* [TEXT EXCERPT]:
>> start

The use of an equity stop or string of losses can be done using the advanced backtest coding. Not something recommended for the AFL beginner unless you have a good ability to pick up coding, or find a good example that can be used (plenty of examples if you can find them in the yahoo group archives)


----------



## tech/a (27 August 2006)

Hmmm.---further to Kaves excellent comments (Amibroker based).

*A well designed system will perform similarly regardless which stocks * are taken by the system.

The only way to find this out is with Monte Carlo simulation of 1000s of Portfolio combinations.

Bins problem with all due respect is the lack of experience in systems developement and the requirement that need to be met by a robust system.
If his or any other system fails because a single stock or a group of stocks are missed then he doesnt have a system with positive expectancy.

Montecarlo simulation is like giving 20000 people your method with your capital allocation and telling them to go trade it over the next X years then report back to you the results.

With the 3 systems I use over 20000 portfolios not 1 portfolio unprofitable.
The deviation from highest return to lowest is around 20% and the largest drawdown either Initial OR Peak to Valley deviates by not more than 5%.

There is much to understanding systems developement and Short term Benchmarks and performance are vastly different to Longterm.

As for the question of trading your equity curve there are a number of ways of implementing this.
IE you can exit once your equity curve declines quicker than the index your trading.OR you could make a composite of your trading universe and Benchmark equity curve against that.
*THE MOST * common thing to do is to 
A) switch off your system if the equity takes a drop below X% from the most recient high.
B) Switch off buying when equity curve is in drawdown.

If your really serious about systems developement and you have a mathamatical bent *the BIBLE * in my veiw is Kaufmann Trading Systems and Methods.*ISBN 0-471-14879-2.*

Even without a mathamatical bent reading or more to the point *REFERENCING* this book will teach the reader a great deal about developement of profitable trading methods (Systems).Infact youll soon find out how much you *DONT KNOW*


----------



## CanOz (10 April 2007)

Some interesting views on System Development here.

Cheers,


----------



## nizar (10 April 2007)

CanOz said:


> Some interesting views on System Development here.
> 
> Cheers,




Indeed.
Thanks for bumping up this thread.

Just in response to one of the points raised about number of open positions, and how this may cause you to miss out on big winners eg. ZFX.

Many people have good systems that -- in an attempt to create a perfect system -- complicate the system too much.

If any1 wants to improve your system, i suggest to look at your money management ie, position sizing, and how it can be optimised.

I was looking at Steve's blog and found monte carlo results of one the weekly systems he was testing, both had exactly the same entry/exit, both had average trade length one year, both had very acceptable drawdowns (about 10%ish), both traded the same universe (asx300), both were tested from 1999 to 2006. 

Monte carlo simulation results: System one returned >2,000% on average, while system two returned about 400% on average. The difference:
Both systems had 100k capital.
System 1 used 10% initial capital or 10k position sizes per trade.
System 2 used 10% of *remaining capital* per trade.

I thought that was very interesting... 5 -fold!!
Why? Because you can take on more positions


----------



## Porper (10 April 2007)

nizar said:


> Indeed.
> Thanks for bumping up this thread.
> 
> System 1 used 10% initial capital or 10k position sizes per trade.
> ...

>> end

* [PROVIDED INFORMATION]:

>> start

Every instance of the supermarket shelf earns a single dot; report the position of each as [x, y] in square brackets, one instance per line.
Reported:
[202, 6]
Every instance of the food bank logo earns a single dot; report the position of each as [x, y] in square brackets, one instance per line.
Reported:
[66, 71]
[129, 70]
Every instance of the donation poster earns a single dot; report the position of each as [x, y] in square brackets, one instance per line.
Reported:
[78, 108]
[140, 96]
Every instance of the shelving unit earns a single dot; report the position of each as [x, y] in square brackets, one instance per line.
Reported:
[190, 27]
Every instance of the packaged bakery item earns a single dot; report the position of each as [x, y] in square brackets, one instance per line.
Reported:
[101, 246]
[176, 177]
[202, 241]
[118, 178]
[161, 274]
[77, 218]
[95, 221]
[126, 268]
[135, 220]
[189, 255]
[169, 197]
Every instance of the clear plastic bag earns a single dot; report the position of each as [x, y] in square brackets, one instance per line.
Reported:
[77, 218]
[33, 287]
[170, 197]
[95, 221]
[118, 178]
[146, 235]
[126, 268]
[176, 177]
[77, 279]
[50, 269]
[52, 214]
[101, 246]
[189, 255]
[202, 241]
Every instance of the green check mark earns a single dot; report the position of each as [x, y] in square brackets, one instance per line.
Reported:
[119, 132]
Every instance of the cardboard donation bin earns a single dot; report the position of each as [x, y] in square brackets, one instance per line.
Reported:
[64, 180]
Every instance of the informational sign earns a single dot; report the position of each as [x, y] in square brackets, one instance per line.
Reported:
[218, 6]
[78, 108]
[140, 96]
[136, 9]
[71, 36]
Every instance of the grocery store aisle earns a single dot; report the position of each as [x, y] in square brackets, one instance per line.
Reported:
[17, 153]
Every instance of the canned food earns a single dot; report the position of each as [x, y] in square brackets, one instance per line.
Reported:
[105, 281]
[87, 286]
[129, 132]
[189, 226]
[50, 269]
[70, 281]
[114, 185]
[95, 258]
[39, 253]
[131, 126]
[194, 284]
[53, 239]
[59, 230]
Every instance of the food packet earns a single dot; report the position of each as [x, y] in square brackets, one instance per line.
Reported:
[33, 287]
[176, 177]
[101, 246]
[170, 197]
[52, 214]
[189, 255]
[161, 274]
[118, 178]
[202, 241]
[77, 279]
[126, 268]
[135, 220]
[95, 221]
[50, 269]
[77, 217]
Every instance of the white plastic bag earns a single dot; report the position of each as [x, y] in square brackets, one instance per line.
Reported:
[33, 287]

>> end
>> start

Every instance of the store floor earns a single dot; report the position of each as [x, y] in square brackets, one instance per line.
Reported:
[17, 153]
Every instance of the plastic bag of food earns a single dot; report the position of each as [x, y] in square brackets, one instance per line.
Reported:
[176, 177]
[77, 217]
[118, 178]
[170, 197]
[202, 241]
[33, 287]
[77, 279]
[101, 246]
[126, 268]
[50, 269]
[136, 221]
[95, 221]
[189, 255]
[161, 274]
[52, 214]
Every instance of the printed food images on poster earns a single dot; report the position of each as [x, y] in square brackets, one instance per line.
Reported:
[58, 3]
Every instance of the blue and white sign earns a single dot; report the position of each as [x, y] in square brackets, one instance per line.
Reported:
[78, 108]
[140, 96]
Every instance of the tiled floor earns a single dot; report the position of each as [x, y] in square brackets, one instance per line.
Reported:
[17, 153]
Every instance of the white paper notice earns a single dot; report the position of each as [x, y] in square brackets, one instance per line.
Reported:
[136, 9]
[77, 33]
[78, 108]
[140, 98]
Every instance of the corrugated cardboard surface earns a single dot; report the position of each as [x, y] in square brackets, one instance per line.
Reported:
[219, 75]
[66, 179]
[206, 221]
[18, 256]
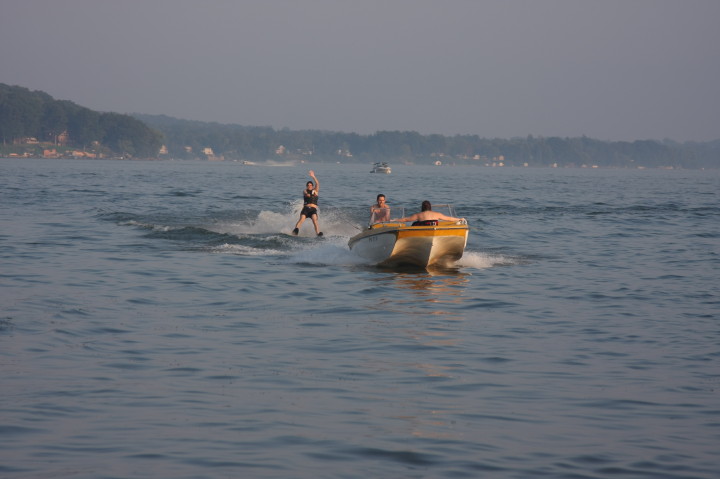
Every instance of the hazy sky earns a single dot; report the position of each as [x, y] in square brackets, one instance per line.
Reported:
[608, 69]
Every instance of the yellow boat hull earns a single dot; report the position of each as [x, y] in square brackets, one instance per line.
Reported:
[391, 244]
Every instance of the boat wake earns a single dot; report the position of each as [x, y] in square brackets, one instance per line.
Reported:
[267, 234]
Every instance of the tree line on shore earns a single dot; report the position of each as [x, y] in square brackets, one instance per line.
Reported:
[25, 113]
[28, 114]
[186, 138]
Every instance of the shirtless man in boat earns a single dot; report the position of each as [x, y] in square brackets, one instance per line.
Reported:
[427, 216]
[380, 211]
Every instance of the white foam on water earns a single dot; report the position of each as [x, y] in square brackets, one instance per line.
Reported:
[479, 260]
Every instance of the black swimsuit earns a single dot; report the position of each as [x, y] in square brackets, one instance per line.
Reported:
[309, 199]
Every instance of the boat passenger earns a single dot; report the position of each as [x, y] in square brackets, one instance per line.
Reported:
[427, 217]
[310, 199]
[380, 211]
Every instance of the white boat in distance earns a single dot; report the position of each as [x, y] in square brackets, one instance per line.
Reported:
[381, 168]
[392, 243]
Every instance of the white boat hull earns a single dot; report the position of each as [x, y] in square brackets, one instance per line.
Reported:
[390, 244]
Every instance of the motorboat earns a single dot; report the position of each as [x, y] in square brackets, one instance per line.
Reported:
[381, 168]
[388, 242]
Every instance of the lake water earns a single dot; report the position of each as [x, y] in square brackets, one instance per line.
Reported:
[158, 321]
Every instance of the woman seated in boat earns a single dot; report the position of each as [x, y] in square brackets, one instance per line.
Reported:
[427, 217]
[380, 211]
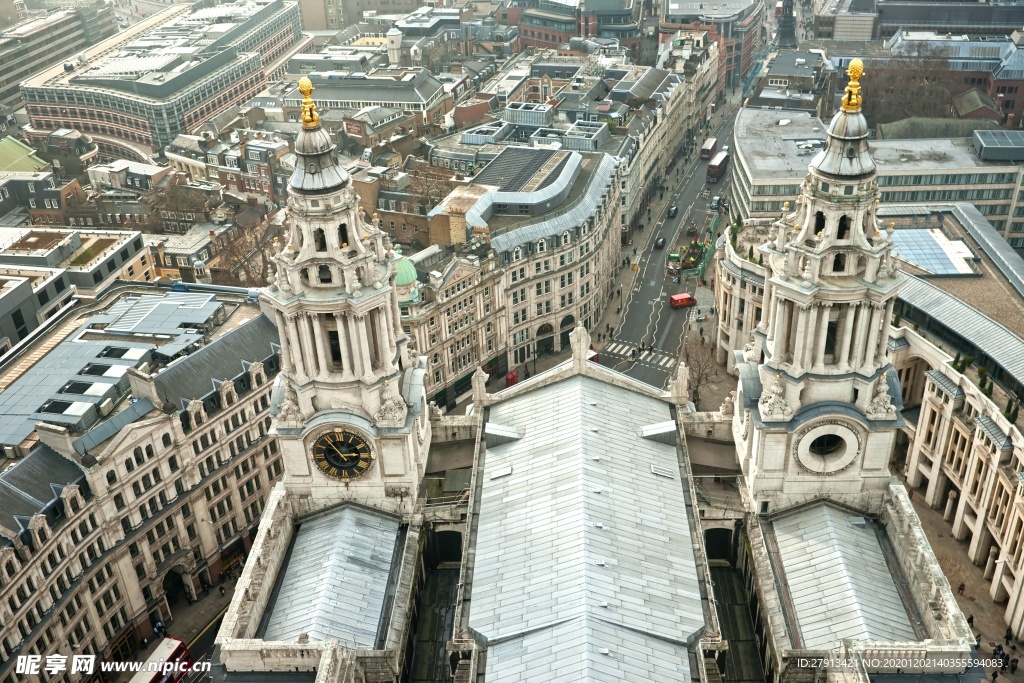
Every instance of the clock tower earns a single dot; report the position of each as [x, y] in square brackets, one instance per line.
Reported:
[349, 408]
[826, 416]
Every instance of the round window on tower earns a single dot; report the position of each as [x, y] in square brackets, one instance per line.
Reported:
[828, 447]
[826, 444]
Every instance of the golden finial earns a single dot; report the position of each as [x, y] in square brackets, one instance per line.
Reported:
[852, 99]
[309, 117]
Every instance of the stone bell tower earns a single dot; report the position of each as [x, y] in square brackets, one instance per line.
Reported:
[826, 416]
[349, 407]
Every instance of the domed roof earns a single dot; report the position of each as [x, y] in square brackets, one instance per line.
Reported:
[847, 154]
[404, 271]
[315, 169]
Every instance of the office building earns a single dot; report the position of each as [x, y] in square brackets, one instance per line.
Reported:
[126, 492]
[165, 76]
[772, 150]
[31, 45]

>> end

* [JOBS]:
a. Which book does the trading systems thread call "the BIBLE" for systems development?
b. Print the passage of the trading systems thread from "If his or any" up to and including "more than 5%.".
c. Write what comes next in the trading systems thread, following on from its last line.

* [EXPECTED OUTPUTS]:
a. Kaufmann's Trading Systems and Methods (ISBN 0-471-14879-2).

b.
If his or any other system fails because a single stock or a group of stocks are missed then he doesnt have a system with positive expectancy.

Montecarlo simulation is like giving 20000 people your method with your capital allocation and telling them to go trade it over the next X years then report back to you the results.

With the 3 systems I use over 20000 portfolios not 1 portfolio unprofitable.
The deviation from highest return to lowest is around 20% and the largest drawdown either Initial OR Peak to Valley deviates by not more than 5%.

c.
This is the part I don't get.

Hindsight says if you optimised your position size to 10% per trade you make 2000% profit.

So if you trade this system in the future and have 10 losses in a row (and I know this can happen from experience) you lose all your capital. 

I'd rather sleep at night and make the measly 400%


----------



## CanOz (10 April 2007)

Porper said:


> This is the part I don't get.
> 
> Hindsight says if you optimised your position size to 10% per trade you make 2000% profit.
> 
> ...




Yeah, there is merrit in getting the risk of ruin effect (From Brett Penfold's book) to less than 1%.

Cheers,


----------



## Pager (10 April 2007)

Porper said:


> This is the part I don't get.
> 
> 
> So if you trade this system in the future and have 10 losses in a row (and I know this can happen from experience) you lose all your capital.





Thats incorrect Porper, if you have say $10,000 and risk 10% ($1000) and lose, your balence is $9000, so your 10% risk is $900 on the next trade not $1000, get down to say $5000 then a 10% risk is $500, so 10 losing trades wont wipe you out, still not very nice though  .


Cheers

Pager


----------



## nizar (10 April 2007)

Porper said:


> This is the part I don't get.
> 
> Hindsight says if you optimised your position size to 10% per trade you make 2000% profit.
> 
> ...




10% of remaining capital for position sizing.

Pager you are doing a bit better but both of you need to think again.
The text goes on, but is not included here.